# WHAT YOU NEED TO DO
Return the data below in full, exactly as it stands.

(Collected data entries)
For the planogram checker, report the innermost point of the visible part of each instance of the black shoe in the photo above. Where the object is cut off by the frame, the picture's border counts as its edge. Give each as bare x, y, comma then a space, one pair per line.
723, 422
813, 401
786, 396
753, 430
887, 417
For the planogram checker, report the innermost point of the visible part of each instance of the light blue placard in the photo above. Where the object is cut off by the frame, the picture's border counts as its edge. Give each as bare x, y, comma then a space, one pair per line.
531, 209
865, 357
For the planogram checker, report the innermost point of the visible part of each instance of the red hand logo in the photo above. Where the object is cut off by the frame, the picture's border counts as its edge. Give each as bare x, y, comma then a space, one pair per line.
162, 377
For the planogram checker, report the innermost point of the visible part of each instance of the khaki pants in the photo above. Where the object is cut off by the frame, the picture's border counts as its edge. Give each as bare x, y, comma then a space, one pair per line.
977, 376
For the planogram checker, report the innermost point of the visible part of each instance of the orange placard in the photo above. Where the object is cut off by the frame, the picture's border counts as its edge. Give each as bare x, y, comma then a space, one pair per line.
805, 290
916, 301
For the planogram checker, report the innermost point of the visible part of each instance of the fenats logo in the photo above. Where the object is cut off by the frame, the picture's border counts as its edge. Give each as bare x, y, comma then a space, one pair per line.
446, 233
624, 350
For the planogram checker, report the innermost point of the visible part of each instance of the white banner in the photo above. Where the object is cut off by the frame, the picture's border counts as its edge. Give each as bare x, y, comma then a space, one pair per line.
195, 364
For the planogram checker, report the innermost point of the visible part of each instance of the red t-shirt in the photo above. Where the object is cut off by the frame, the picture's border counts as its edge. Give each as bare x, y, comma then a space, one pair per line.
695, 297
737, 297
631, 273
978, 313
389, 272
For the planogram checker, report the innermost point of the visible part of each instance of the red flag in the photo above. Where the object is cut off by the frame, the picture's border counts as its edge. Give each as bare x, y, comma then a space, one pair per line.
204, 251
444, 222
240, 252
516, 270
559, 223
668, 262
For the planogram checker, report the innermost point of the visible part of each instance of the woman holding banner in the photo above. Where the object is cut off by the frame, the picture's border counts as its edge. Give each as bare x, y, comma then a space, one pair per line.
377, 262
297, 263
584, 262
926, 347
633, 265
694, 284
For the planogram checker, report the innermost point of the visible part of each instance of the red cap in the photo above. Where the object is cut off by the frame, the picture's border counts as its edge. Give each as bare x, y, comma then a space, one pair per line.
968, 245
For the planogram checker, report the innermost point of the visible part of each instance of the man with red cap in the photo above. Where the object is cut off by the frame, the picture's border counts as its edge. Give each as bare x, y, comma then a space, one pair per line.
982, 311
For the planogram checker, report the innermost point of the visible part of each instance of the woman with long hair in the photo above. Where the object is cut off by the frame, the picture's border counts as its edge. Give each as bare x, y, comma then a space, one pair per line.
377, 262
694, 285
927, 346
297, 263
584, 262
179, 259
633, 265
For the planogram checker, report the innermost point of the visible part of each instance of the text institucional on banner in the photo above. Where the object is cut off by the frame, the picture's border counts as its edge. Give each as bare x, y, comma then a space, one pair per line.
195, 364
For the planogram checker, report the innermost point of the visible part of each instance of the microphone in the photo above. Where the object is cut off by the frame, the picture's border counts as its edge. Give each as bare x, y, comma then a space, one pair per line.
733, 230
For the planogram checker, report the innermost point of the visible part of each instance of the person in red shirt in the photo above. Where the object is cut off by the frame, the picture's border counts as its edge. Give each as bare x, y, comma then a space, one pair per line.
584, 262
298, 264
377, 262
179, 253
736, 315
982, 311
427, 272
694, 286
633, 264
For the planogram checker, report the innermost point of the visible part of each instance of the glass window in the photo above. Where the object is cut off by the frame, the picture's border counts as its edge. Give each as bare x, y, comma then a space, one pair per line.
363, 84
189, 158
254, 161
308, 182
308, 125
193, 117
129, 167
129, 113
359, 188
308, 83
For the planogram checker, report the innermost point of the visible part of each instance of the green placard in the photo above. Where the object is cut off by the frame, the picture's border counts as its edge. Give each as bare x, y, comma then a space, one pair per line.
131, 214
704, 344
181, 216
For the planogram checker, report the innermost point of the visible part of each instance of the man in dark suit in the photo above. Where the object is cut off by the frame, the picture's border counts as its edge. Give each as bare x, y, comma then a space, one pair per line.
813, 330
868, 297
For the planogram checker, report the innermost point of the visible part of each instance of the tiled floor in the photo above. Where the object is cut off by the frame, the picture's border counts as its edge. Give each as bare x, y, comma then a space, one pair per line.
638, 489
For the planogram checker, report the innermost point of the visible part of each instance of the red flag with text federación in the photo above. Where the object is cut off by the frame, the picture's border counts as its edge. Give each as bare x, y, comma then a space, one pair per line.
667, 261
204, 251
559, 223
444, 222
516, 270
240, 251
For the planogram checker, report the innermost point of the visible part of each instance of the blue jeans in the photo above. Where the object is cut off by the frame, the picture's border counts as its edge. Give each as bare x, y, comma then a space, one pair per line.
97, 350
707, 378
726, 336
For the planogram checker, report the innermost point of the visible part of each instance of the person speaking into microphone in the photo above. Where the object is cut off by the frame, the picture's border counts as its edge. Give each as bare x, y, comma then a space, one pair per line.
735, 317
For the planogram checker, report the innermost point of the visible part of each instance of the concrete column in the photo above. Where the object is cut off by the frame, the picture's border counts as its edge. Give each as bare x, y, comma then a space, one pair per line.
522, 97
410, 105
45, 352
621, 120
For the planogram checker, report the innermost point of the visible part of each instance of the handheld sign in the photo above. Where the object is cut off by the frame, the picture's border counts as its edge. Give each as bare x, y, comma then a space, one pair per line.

# ANSWER BOX
For the planogram checker, report the innermost point of the visible part of each instance of the black shoe in the photo above. Where the object is cut off by the frame, the picture's border counts as its edge. Give each as bare x, y, comma then a space, one pair per line.
723, 422
813, 401
786, 396
753, 430
887, 417
For the planogram checker, report the innermost point of the visible part of each instance of the light blue placard in the photo above. Where the object is cut off by the frame, the picture's border counts as its edge. Give each as bare x, y, comma then a space, one pair per line.
531, 209
865, 357
For the planogram checker, report the innermost point of the visible part of each instance of the red hand logo in the photo above. Where the object is cut off by the frame, the picture's border counts as its edge. Give each as bare x, y, comma then a space, one pair per line.
162, 377
For the planogram checker, report the innermost point of the visible part of each instance of the khaki pants in the photo above. Where the object is cut off by the frame, the picture's border counts as its edge. Give each as bare x, y, comma then a space, one pair per line.
977, 376
For the planogram checker, report the innermost point of the visible part of each instance of the orange placard in the photo above. Where the object is cut off by the frame, the picture's border counts as its edge. Give each as bare x, y, comma then a space, one pair per line.
805, 290
916, 301
For the planogram checker, report the innermost point of the visible part of each instance of the fenats logo in the photo above. Where the object is cut off by the frame, the picture's border counts as its edge. Give each as bare x, y, comma then a space, one pair per line.
446, 233
624, 350
For the planogram checker, report the innermost point of the visible part of each instance of the white banner in the photo above. Where the object is cut off by the frame, the picture's border counts as its edge. Give each as bare x, y, comma then a space, one pair per line.
195, 364
For the planogram checker, report the innermost point of the visible part of each instance of the red t-shirt in the photo above. Where the object is cut off by the frame, the picture's border counts as its edge. Give each as bare x, y, comma then a space, one pair per line.
695, 297
737, 297
631, 273
978, 313
389, 272
For the planogram checker, report the innermost point of the visible part of each instance of the red flag in the photo above. Where the object is cut off by the frame, the picture's border counts as its edge. Give each as bare x, y, comma then a space, one pair per line.
204, 251
444, 222
240, 252
516, 270
559, 223
668, 262
For the planogram checker, report the innermost point of the visible part of each instance of the woman holding banner in the photo above. Where the object is cut off by the frame, the picture's border counts as its edge. Give each as bare x, y, comma then a space, one pair per line.
377, 262
297, 263
584, 262
926, 347
633, 265
694, 284
For the planogram checker, report the innermost point of the visible part of each instance of the red cap in the photo above. Where the object is cut off by the frame, the picture's border counts as its edge. Give each as bare x, y, comma then a space, one pair per line.
968, 245
For the planogram checker, report the innermost point of the visible part of each instance of the man with red cap in the photo above. Where the object is cut off by the frame, the picture's border counts as its edge. Give each as bare x, y, comma then a space, one pair per line.
982, 311
For the planogram checker, report the innermost point of the visible part of each instance of the woman with long hair in the photo above. Where the object is cut off by the frame, the picture's border counts as its edge. Give each as bare x, y, comma then a space, one pair per line.
377, 262
694, 285
927, 346
297, 263
584, 262
179, 259
633, 265
For the planogram checker, report the innermost point of the visible part of each instance of the text institucional on banner in the photo above. Where the object is cut off by the frame, the picture's border counts as its edge. Give each as bare x, y, comma then a space, one pair per line.
195, 364
For the planogram checker, report the innermost point of the visible part of each instance of the microphone in the photo above. Where the object is cut off by the frame, the picture's border counts as its edge. Give each as bare x, y, comma then a space, one pair per line.
733, 230
For the planogram checker, report the innermost point of the visible part of each instance of the person in red shirt in the photo above. Where the object is cut off by the frame, the picture's border counts as its edge. Give each as bare x, y, comma then a space, one pair per line.
584, 262
298, 264
377, 262
179, 253
736, 315
982, 311
427, 272
694, 286
633, 264
For the planogram checker, report the innermost point of the visible part of each instance of the glass window in the photo above. Where the object is cut off by the frame, the picture's border counts as its edge. Give each as bare x, y, comma then a space, one pair per line.
363, 84
189, 158
254, 161
308, 182
308, 125
193, 117
129, 167
129, 113
359, 188
308, 83
For the planogram checker, report the innermost point of the visible part of each instance of the green placard in the photo above. Where the object is cut off by the frame, the picture's border counts as its edge. Give each as bare x, y, comma then a space, one pair per line.
131, 214
704, 344
181, 216
For the planogram checker, report the innermost point of the visible part of each instance of the man in dark suit in the photo above. Where the object is cut off by the frame, the picture's border counts as its edge. Give each as bare x, y, comma then a space, one pair per line.
813, 330
868, 297
For the planogram checker, report the innermost point of the visible part of each instance of the tiled floor in the photo above. Where the object is cut off by the frame, the picture's border counts as its edge. Give each as bare x, y, comma then a space, one pair per line.
638, 489
For the planogram checker, report the innermost point of the visible part of each instance of the red flag with text federación in the photo above. Where the object is cut off by the frame, the picture's border counts as its edge. Give each as bare x, y, comma then a space, one pair per line.
667, 261
204, 251
559, 223
444, 222
516, 270
240, 251
For the planogram checker, report the innermost point of the visible part of each instance of the blue jeans in the photo above. Where the object is cut off by the frame, the picture's border counts as its edge. Give each as bare x, y, comma then a space, one pair per line.
97, 350
707, 378
726, 336
For the planogram checker, report the innermost point of the visible part of each instance of the person speaking into microphone in the photo above. Where the object is cut off by the frame, the picture's border counts as its edge. Give each as bare x, y, comma then a space, one pair per line.
735, 317
For the planogram checker, report the innermost point of the visible part of each instance of the concrete column in the photo above. Where the object is cut off by the frame, the picture's border counts as its edge. Give each as bare x, y, comma then a space, one pair per line.
522, 97
410, 105
45, 352
621, 120
For the planogram checker, report the innermost point of the visible part of each instance of the handheld sign in the photo above. Where the object is cut off by the frame, the picture's border counts as its edge. Give each as bare x, y, comma then a space, one pair per line.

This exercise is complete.